Saturday, May 20, 2006

French Fries

Because I have some unpleasant critiques about French life these days, I need to make clear that none of my criticism comes from the idiotic Freedom Fries perspective.

The Freedom Fries criticisms of France run, basically that France did something terrible to "our troops", and that the French hate America , or even Americans as individuals. Jay Leno said the French were spitting on Americans.

It never happens. Americans are in fact welcomed and well-treated - as much as this culture treats anyone well. Whatever differences in the foreign policy of their governments, the French, like people in most of the world, always have enough sense and maturity to see that it's not the fault of, and shouldn't be taken out on, individuals.

That's in contrast to the disgracefully immature behavior of so many Americans, who have blamed ordinary individuals of French nationality, including even teenage girls that they refused to host or had deported for babysitting. The French are able to understand a high-level political spat doesn't extend to teenage girls. And in this spat, it's the US leaders that are in the wrong.

The barrage of lies and distortions continued, including statements that France was getting most of Iraq's oil (France was getting 8%, the US, 50%). And when the Oil-for-Food scandal implicated French companies, the American media went bananas over it, neglecting to mention much about the American companies involved (and then failing to make much of the mind boggling 8 billion dollars of reconstruction aid that went missing, half of which was stolen from the people of Iraq, the other half from the people of the United States).

Bill O'Reilly yabbers about a boycott. What boycott? Actually, the US is buying more goods and services from the French than it was when Bill and his ilk started calling for their boycott. (The only people it's really hurt have been small businesses in the US. Nice going.)

Even the Daily Show, generally progressive, has repeatedly played this up with stupid anti-France jokes. Good for a quick chuckle from the ignorant.


NON A LA GUERRE


OK, so... It is true that the French populace didn't want to go to war in Iraq.

Along with the entire rest of the world.

No government in this so-called coalition had much support. I was in Italy around that time - huge protests, brightly colored gay pride flags everywhere. I thought that at least 90% of the populace had suddenly come out of closet. The flags were on every balcony, hanging even from convent windows.

◆ ◆ ◆

* [WHAT TO WORK ON]:
a – Answer these from the post on Freedom Fries criticism:
(i) What share of Iraq's oil does the post say France was getting?
(ii) Who, according to the post, said the French were spitting on Americans?
(iii) In which country was the writer around the time of the protests?
b – Please write a continuation of the post on Freedom Fries criticism, beginning after its final sentence.

* [Image region labeling material]:
◆ ◆ ◆

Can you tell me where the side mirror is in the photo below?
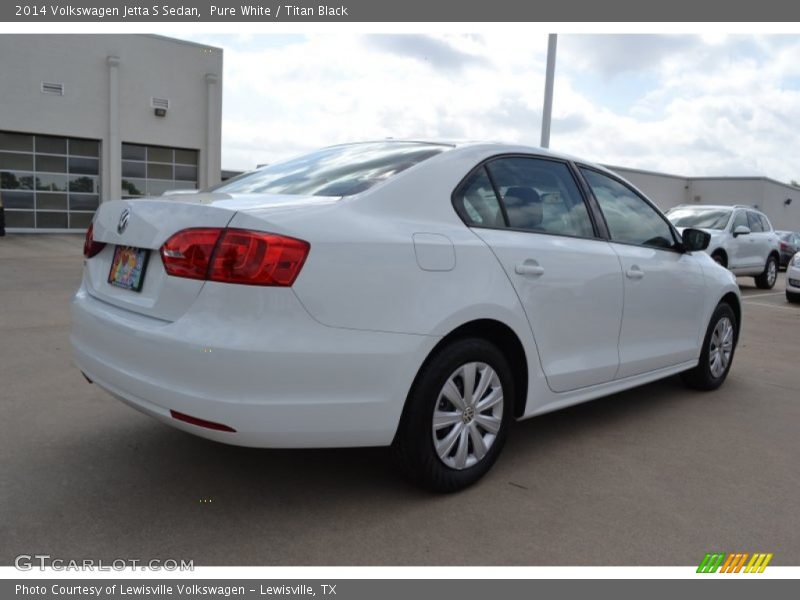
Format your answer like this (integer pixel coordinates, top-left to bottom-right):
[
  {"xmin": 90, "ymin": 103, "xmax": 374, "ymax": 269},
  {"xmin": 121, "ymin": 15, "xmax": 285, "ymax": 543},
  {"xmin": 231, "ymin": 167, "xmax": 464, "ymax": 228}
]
[
  {"xmin": 682, "ymin": 228, "xmax": 711, "ymax": 252},
  {"xmin": 733, "ymin": 225, "xmax": 750, "ymax": 237}
]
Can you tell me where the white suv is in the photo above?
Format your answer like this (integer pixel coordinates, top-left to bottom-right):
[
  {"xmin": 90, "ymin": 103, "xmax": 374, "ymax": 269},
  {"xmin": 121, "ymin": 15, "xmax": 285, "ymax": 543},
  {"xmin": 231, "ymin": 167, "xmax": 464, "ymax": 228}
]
[{"xmin": 666, "ymin": 205, "xmax": 780, "ymax": 290}]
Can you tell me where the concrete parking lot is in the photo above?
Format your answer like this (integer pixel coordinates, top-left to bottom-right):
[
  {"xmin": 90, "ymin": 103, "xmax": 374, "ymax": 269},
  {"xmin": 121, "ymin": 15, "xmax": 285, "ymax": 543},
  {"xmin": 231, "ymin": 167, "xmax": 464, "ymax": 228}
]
[{"xmin": 0, "ymin": 235, "xmax": 800, "ymax": 565}]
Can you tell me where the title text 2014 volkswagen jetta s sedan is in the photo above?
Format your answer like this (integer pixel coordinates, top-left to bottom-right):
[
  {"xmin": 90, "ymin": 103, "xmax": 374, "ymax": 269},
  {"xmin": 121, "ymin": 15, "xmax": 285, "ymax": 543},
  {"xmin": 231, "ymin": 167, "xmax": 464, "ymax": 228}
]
[{"xmin": 72, "ymin": 141, "xmax": 741, "ymax": 490}]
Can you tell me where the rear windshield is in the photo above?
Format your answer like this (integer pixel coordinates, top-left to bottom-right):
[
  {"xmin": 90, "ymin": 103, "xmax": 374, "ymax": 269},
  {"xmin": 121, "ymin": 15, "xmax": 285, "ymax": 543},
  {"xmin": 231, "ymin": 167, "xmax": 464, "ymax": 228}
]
[
  {"xmin": 667, "ymin": 208, "xmax": 731, "ymax": 229},
  {"xmin": 209, "ymin": 142, "xmax": 449, "ymax": 196}
]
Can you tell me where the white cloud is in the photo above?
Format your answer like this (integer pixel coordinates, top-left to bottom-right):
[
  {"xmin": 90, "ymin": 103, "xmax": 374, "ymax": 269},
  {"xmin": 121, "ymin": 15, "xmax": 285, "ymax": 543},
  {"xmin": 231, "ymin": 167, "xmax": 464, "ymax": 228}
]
[{"xmin": 183, "ymin": 34, "xmax": 800, "ymax": 180}]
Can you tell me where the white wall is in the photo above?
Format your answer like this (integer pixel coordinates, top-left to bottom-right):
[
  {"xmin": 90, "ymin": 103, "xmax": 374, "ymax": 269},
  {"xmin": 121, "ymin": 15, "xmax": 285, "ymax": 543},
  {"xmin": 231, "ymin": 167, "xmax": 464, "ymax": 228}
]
[
  {"xmin": 607, "ymin": 166, "xmax": 689, "ymax": 210},
  {"xmin": 608, "ymin": 167, "xmax": 800, "ymax": 231},
  {"xmin": 0, "ymin": 34, "xmax": 222, "ymax": 200}
]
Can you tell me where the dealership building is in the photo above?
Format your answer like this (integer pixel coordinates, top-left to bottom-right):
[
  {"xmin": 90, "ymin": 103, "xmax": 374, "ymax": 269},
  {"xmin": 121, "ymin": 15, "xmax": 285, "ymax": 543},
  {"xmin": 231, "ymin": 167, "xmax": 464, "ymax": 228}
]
[
  {"xmin": 0, "ymin": 34, "xmax": 222, "ymax": 232},
  {"xmin": 608, "ymin": 165, "xmax": 800, "ymax": 231},
  {"xmin": 0, "ymin": 34, "xmax": 800, "ymax": 232}
]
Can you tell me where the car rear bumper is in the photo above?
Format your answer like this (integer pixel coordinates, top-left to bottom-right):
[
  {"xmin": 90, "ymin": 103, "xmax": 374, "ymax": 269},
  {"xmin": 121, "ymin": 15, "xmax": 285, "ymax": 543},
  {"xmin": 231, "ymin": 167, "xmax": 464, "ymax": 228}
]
[
  {"xmin": 786, "ymin": 267, "xmax": 800, "ymax": 294},
  {"xmin": 71, "ymin": 283, "xmax": 438, "ymax": 448}
]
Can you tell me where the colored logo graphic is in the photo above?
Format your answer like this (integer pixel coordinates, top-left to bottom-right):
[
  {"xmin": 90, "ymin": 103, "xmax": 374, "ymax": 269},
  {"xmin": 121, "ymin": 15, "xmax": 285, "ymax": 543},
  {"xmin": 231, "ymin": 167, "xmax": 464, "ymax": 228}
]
[{"xmin": 697, "ymin": 552, "xmax": 772, "ymax": 573}]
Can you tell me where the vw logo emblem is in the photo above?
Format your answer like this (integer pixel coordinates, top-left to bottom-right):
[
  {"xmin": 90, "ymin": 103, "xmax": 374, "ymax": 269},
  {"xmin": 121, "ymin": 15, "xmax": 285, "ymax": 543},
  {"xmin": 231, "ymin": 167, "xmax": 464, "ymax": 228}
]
[{"xmin": 117, "ymin": 208, "xmax": 131, "ymax": 234}]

◆ ◆ ◆

* [TASK-BY-TASK RESULTS]:
a –
(i) 8%
(ii) Jay Leno
(iii) Italy

b –
Turns out they use the rainbow flag for peace, and the people of Italy were overwhelmingly against this fraudulent war.

As was, basically, the entire world.

Rumsefield, Wolfowitz et al. threw a hissy fit when the Turkish government refused to override the overwhelming desire of that country's populace to stay out of the war. Dammit, don't these people know where trying to bring democracy to the area? How are we gonna do that if governments insist on doing irresponsible things like... behaving democratically?

(Speaking of which, over 80% of Iraqis now want the US to leave. Should we let them vote on that? I mean, isn't the idea to bring democracy? Well, same as when bringing democracy to Vietnam meant cancelling the promised vote on reunification because... the election might not go our way. You're free to have a democracy, as long as you vote the way we tell you to. OK? If not, we bomb. Until you understand democracy.)

Even the United States government got the populace to support it only by lying: most Americans thought Saddam Hussein was responsible for the 9/11 attacks. They didn't dream that one up all by themselves. Then Bush administration made up the WMDs, told us we'd be attacked and thousands of innocent people would die. As with 9/11, somebody'd have to explain why mommy or daddy wasn't ever coming home again.

So, we attacked. And thousands of innocent people died. And somebody has to explain why mommy or daddy won't ever be coming home again.

However, and this is an important however, the French government was, in fact, very willing to support, and to actually join, the American action against Iraq. So was the German government, and the rest of NATO and beyond.

So what happened?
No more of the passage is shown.